Thursday, March 22, 2012

What I could have been

if only, sometimes, in my mind. I have always been sort of imaginative.  I spent a large portion of my early childhood imagining/creating something or another. 

From the time that I was in 2nd grade until I was in 6th grade, I came home for lunch from school on most days, and so I'd run the whole 4 blocks from school to home.  (In retrospect, I don't know that I'd let my child leave school and be unattended for even 4 blocks, but it was the 70s.) Anyway, most of the time, I'd imagine that I was an Olympic track star running a race, and I'd always come in first.  (I did run track in high school, and long distances when I was in my early 20s, but I never approached Olympic levels.)

My other favorite thing was to pretend that I was actually a witch.  You have to remember that I was a child of 70s, and so Bewitched (and I Dream of Jeannie) were in reruns after school, so when I imagined being a witch, I imagined being a kid version of Samantha.  I'd look at a leaf and whisper for it to move, and most of the time, just like magic, the wind would carry the leaf off somewhere.  I could make birds fly from trees too pretty often.  :)

I was also very into creating musical numbers.  I was forever putting my parents LPs on the stereo and making up my own choreography.  I was brilliant, I tell you.  :) I was even able to come up with an amazing routine for the Disney Winnie The Pooh record we had.  I was also in tap and ballet at the time, and would sometimes make up MUCH more interesting choreography (in my head) than my dance teacher made for our routines.  My teacher didn't quite appreciate it when I wasn't paying attention because I was too busy thinking of my own routines.  Or worse, when I would start dancing my routines instead.

-- Short exercise 1 --
Condense the paragraph of the blog post above that begins "My other favorite thing" into a short bulleted list that keeps its main facts.
-- Short exercise 2 --
Carry on the blog post about childhood imagination, starting right after its final sentence and keeping the same voice.

-- Listing --
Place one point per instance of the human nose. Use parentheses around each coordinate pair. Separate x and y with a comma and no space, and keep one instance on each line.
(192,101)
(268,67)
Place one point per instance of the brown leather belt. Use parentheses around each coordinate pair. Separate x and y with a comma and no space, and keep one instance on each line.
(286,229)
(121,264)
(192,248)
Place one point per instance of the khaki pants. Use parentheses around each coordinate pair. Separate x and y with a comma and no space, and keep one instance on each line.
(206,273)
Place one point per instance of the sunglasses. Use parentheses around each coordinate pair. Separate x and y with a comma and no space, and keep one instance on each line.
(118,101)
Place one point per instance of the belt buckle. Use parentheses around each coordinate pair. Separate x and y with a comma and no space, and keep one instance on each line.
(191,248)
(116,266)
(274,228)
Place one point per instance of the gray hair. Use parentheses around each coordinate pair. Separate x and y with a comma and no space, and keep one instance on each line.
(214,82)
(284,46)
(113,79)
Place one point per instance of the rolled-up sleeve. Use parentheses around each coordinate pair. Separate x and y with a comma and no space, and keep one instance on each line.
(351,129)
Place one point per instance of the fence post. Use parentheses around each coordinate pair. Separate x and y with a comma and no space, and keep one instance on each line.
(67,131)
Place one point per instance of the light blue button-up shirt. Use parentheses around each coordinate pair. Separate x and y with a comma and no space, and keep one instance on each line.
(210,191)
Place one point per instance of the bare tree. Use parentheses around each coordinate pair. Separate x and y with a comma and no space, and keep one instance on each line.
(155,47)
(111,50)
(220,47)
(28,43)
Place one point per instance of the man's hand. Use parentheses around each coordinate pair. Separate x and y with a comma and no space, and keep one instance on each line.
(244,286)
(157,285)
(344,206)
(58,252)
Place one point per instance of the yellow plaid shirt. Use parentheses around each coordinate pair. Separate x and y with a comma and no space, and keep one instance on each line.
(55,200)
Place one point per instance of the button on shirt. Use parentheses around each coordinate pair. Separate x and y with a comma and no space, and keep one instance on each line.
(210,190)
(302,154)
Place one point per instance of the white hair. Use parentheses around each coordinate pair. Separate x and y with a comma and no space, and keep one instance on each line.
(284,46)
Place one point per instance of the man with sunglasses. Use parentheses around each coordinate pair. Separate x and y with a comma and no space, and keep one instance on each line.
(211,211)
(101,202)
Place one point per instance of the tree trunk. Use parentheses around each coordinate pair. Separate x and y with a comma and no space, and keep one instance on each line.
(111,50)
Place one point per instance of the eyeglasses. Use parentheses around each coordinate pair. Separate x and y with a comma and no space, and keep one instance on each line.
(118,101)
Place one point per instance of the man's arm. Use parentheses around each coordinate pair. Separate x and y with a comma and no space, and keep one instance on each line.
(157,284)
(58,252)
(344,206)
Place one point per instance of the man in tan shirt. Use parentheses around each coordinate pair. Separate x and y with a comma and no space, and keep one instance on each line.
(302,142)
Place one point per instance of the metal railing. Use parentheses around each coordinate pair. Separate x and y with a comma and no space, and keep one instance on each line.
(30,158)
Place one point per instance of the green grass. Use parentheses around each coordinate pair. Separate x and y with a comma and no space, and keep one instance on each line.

-- Written answer 1 --
- The writer's other favorite pastime was pretending to be a witch.
- As a child of the 70s, the writer watched Bewitched and I Dream of Jeannie in after-school reruns, so the imagined witch was a kid version of Samantha.
- Whispering to a leaf to move usually worked, since the wind would carry it off.
- The writer could also make birds fly from trees pretty often.

-- Written answer 2 --
And then, of course, there was my writing.  I spent HOURS and HOURS of my child writing.  I'd write poems and stories mostly.  Sometimes I'd write lyrics for a song and since I was in piano, well, OF COURSE, I wrote the music too.  My writing did get noticed by the adults in my world.  I am sure it was just simple, sweet kid stuff, but some teachers did think that I was pretty talented way back then.  I won several awards in school for my writing when I was a child.  My parents told their friends about what a good writer I was, and so now, I still get them asking "Are you still writing? You were so good (when you were 6!)" Of course, none of these same adults, and slightly less so with my parents, really considered my technical writing actually "writing."  They just thought that I was a computer expert (which I wasn't.  Well, maybe a just little bit more than the average person, but that was because I started doing computer documentation back in the early 90s.)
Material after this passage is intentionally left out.